DESCRIPTION OF THE TASK |
State how many lines in the records below contain the word "will", giving only the number.

DATASET |
---*---

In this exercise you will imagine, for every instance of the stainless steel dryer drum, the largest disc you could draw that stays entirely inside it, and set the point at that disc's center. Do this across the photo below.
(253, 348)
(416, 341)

---*---

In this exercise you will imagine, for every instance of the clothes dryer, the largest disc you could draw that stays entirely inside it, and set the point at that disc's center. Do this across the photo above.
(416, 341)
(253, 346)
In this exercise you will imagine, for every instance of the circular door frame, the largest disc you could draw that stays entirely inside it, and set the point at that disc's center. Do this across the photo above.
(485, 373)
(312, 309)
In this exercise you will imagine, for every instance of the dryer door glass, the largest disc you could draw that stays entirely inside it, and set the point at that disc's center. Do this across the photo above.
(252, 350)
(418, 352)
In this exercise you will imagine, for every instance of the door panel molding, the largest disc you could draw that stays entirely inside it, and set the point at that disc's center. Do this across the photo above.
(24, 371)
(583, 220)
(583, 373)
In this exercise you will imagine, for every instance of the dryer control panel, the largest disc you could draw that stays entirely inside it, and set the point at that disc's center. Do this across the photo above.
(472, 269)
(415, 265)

---*---

SOLUTION TO THE EXERCISE |
6